Given text

□ □ □ □ □

The PCC (3 month) which shows linear relationship between SPI-SPEI is quite high and the RMSE (SPI-SPEI) is low for all stations, especially for Khashuri and Telavi. (Table 1).
The PCC (12 month) for SPI-SPEI (12 month) is high. The R2 is low for all stations. The RMSE (SPI (12)-SPEI (12)) is low which means perfect fitting, (Table 2). The strongest relationship was observed among the indices using the equal time periods. By the increasing of time lag, the relationship between variables has been weakening.
The PCC for SPI-SPEI relations inside stations is very high, while between stations is relatively low. This can be explained by the facts that meteorological parameters- temperature and especially precipitation spatial–temporal distribution have diverse nature for different locations at different elevations and stations are placed in various climatic zones. The distance between stations is also the important factor.
The values of PCC are shown on Table 3.

□ □ □ □ □

Dataset excerpt
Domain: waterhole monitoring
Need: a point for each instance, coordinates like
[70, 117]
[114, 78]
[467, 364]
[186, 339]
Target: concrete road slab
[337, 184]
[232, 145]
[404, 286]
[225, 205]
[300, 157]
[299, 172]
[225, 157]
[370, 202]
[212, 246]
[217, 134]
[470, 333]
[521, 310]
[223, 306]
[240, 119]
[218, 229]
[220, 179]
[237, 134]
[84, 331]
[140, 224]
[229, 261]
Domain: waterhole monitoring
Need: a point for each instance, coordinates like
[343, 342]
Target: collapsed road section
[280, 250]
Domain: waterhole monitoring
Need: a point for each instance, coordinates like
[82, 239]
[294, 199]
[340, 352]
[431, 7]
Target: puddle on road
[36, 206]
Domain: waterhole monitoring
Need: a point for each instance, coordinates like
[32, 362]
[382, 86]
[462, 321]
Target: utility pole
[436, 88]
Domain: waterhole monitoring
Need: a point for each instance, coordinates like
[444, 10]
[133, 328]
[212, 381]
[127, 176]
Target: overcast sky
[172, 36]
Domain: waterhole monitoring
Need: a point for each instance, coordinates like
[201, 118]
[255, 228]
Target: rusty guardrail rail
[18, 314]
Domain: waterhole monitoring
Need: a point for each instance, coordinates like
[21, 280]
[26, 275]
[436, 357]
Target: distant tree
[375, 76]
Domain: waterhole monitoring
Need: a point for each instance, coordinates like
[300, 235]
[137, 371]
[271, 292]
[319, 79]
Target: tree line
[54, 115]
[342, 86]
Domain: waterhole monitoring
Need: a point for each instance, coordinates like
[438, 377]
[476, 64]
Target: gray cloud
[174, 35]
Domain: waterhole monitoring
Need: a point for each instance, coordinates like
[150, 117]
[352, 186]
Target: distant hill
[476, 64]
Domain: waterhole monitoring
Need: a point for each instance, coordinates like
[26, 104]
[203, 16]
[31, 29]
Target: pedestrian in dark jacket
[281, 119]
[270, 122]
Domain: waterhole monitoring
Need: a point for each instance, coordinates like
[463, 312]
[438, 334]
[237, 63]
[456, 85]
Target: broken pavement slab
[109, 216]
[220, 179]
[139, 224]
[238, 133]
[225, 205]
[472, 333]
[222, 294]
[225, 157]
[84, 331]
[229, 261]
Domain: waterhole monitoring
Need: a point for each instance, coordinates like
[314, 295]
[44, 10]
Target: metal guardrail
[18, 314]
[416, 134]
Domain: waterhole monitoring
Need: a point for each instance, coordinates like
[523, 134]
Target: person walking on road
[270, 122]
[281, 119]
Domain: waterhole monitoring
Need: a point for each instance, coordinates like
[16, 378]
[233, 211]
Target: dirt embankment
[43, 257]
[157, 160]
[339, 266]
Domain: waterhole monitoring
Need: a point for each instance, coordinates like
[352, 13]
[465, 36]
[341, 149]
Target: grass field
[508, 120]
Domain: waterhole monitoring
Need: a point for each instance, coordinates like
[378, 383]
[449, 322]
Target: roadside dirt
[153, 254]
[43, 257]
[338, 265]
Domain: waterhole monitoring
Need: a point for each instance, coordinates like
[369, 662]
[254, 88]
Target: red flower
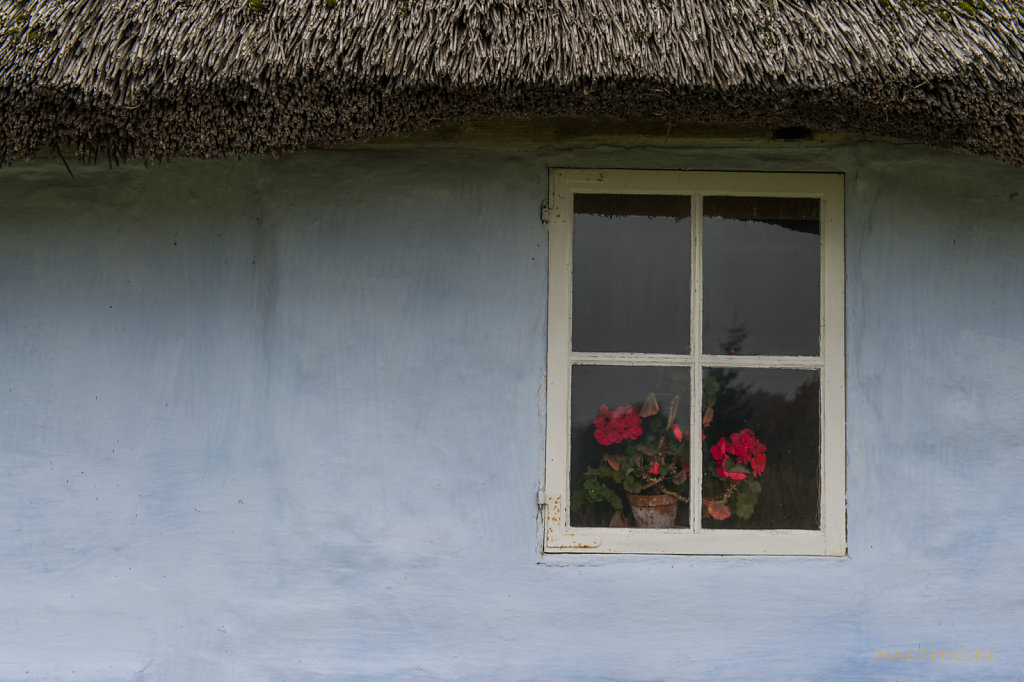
[613, 427]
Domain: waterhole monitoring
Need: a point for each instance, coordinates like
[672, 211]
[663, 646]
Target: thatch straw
[151, 79]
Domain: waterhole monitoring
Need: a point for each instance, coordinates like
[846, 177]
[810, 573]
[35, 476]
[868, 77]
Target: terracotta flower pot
[653, 511]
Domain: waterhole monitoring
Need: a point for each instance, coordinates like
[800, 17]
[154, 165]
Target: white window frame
[559, 536]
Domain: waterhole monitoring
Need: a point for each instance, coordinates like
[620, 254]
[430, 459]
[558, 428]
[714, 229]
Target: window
[695, 364]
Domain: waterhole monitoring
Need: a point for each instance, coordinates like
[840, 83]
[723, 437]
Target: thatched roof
[152, 79]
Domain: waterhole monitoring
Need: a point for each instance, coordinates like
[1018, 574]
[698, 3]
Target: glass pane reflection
[762, 431]
[761, 270]
[646, 448]
[631, 273]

□ □ □ □ □

Directives
1. Return the part of the passage on SPI and SPEI starting with "The PCC (12" and going on through "has been weakening.", copied word for word.
2. Collect every line of the listing that contains the string "tree", treating uppercase and lowercase as different.

Task answers
1.
The PCC (12 month) for SPI-SPEI (12 month) is high. The R2 is low for all stations. The RMSE (SPI (12)-SPEI (12)) is low which means perfect fitting, (Table 2). The strongest relationship was observed among the indices using the equal time periods. By the increasing of time lag, the relationship between variables has been weakening.

2.
Target: distant tree
Target: tree line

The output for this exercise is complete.